201112050/1/A4.
Datum uitspraak: 27 december 2012
AFDELING
BESTUURSRECHTSPRAAK
Uitspraak in het geding tussen:
de stichting Stichting Duinbehoud, gevestigd te Leiden,
appellante,
de staatssecretaris van Economische Zaken, Landbouw en Innovatie, thans: Economische Zaken,
verweerder.
Bij op 30 september 2011 bekendgemaakt besluit, kenmerk PDN/2011-098, voor zover hier van belang, heeft de staatssecretaris krachtens artikel 10a, eerste lid, van de Natuurbeschermingswet 1998 (hierna: de Nbw 1998) het gebied Westduinpark en Wapendal aangewezen als speciale beschermingszone in de zin van artikel 4, vierde lid, van richtlijn 92/43/EEG van de Raad van de Europese Gemeenschappen van 21 mei 1992 inzake de instandhouding van de natuurlijke habitats en de wilde flora en fauna (PbEG L 206; hierna: de Habitatrichtlijn en het Habitatrichtlijngebied).
Tegen dit besluit heeft Stichting Duinbehoud beroep ingesteld.
De staatssecretaris heeft een verweerschrift ingediend.
De Afdeling heeft de zaak ter zitting behandeld op 12 november 2012, waar Stichting Duinbehoud, vertegenwoordigd door dra. C.M. Visser, A.J.A. van Schie en dr. H.W.J. van Dijk, en de staatssecretaris, vertegenwoordigd door mr. G.W.P.A. van Schijndel, dr. ir. F.C.J.M. Roozen en drs. E.R. Osieck, allen werkzaam bij het ministerie, zijn verschenen.

WAT GEVRAAGD WORDT:
- 1) Welke personen vertegenwoordigden volgens de uitspraak de staatssecretaris ter zitting? Geef ze allemaal.
- 2) Op welke datum heeft de Afdeling de zaak volgens de uitspraak ter zitting behandeld?
- 3) Neem alstublieft het stuk uit de uitspraak over dat loopt van "Datum uitspraak: 27" tot en met "en het Habitatrichtlijngebied).", woord voor woord.

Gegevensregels
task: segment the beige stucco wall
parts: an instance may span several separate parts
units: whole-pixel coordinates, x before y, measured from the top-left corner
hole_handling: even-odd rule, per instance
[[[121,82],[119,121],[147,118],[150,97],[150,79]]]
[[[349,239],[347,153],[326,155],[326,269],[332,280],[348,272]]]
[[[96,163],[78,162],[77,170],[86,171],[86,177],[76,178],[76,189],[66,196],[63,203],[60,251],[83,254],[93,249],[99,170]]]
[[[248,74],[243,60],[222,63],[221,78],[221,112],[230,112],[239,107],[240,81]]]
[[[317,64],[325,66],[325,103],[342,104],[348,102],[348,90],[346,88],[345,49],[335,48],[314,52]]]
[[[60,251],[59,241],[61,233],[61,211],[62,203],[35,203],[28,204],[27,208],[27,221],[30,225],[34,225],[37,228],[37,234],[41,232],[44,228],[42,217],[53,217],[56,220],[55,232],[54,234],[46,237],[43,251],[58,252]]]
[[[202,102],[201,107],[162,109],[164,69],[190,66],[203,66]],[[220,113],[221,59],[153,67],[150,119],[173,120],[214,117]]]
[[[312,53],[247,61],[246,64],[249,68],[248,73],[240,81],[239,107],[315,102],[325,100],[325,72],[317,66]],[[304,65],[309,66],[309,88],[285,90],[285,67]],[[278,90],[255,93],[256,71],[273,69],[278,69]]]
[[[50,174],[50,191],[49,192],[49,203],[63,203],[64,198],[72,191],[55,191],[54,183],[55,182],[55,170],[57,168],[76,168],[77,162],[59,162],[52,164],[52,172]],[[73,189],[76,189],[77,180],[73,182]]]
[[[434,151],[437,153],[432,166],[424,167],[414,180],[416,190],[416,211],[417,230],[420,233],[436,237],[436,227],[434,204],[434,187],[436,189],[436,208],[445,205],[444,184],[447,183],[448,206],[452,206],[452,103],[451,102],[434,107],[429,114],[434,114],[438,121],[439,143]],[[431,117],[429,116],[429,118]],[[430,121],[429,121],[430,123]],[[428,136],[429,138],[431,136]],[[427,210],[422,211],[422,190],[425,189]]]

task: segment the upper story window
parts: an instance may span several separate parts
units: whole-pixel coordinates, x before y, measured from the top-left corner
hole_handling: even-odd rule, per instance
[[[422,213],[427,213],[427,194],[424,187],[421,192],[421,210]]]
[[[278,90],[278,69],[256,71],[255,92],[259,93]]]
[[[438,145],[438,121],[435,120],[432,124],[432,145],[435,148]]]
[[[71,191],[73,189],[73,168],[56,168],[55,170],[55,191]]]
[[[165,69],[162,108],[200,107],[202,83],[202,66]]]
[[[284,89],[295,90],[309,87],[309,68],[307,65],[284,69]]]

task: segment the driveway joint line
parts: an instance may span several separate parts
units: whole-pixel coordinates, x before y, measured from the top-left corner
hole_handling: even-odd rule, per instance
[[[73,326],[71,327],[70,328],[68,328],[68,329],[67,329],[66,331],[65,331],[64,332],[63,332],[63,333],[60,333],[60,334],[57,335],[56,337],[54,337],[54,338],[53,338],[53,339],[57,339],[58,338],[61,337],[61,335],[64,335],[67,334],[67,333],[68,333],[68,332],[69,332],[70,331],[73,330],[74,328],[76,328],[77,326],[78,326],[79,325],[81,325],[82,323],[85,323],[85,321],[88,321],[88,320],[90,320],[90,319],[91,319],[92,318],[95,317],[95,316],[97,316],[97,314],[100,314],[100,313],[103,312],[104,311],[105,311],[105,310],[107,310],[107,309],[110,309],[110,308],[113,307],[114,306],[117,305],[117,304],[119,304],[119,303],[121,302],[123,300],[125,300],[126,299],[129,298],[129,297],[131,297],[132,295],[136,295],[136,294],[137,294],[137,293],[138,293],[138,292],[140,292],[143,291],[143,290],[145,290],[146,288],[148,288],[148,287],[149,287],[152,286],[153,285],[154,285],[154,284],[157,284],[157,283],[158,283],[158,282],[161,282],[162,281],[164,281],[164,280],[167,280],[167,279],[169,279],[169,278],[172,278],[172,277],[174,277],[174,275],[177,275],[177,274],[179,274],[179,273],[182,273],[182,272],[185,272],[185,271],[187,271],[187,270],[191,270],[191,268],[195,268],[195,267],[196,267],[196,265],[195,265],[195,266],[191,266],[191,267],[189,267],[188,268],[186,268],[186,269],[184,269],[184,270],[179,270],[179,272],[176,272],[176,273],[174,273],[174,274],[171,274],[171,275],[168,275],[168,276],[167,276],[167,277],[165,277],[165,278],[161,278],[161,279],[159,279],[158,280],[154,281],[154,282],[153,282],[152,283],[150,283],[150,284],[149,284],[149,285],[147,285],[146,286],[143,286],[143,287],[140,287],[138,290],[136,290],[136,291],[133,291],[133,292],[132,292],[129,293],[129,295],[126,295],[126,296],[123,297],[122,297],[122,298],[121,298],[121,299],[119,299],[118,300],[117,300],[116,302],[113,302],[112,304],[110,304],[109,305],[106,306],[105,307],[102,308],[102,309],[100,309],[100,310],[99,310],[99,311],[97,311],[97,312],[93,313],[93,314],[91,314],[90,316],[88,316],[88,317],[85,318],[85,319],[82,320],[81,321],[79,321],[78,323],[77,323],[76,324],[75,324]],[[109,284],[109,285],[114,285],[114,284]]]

ANTWOORDEN:
- 1) mr. G.W.P.A. van Schijndel, dr. ir. F.C.J.M. Roozen en drs. E.R. Osieck

- 2) Op 12 november 2012.

- 3)
Datum uitspraak: 27 december 2012
AFDELING
BESTUURSRECHTSPRAAK
Uitspraak in het geding tussen:
de stichting Stichting Duinbehoud, gevestigd te Leiden,
appellante,
de staatssecretaris van Economische Zaken, Landbouw en Innovatie, thans: Economische Zaken,
verweerder.
Bij op 30 september 2011 bekendgemaakt besluit, kenmerk PDN/2011-098, voor zover hier van belang, heeft de staatssecretaris krachtens artikel 10a, eerste lid, van de Natuurbeschermingswet 1998 (hierna: de Nbw 1998) het gebied Westduinpark en Wapendal aangewezen als speciale beschermingszone in de zin van artikel 4, vierde lid, van richtlijn 92/43/EEG van de Raad van de Europese Gemeenschappen van 21 mei 1992 inzake de instandhouding van de natuurlijke habitats en de wilde flora en fauna (PbEG L 206; hierna: de Habitatrichtlijn en het Habitatrichtlijngebied).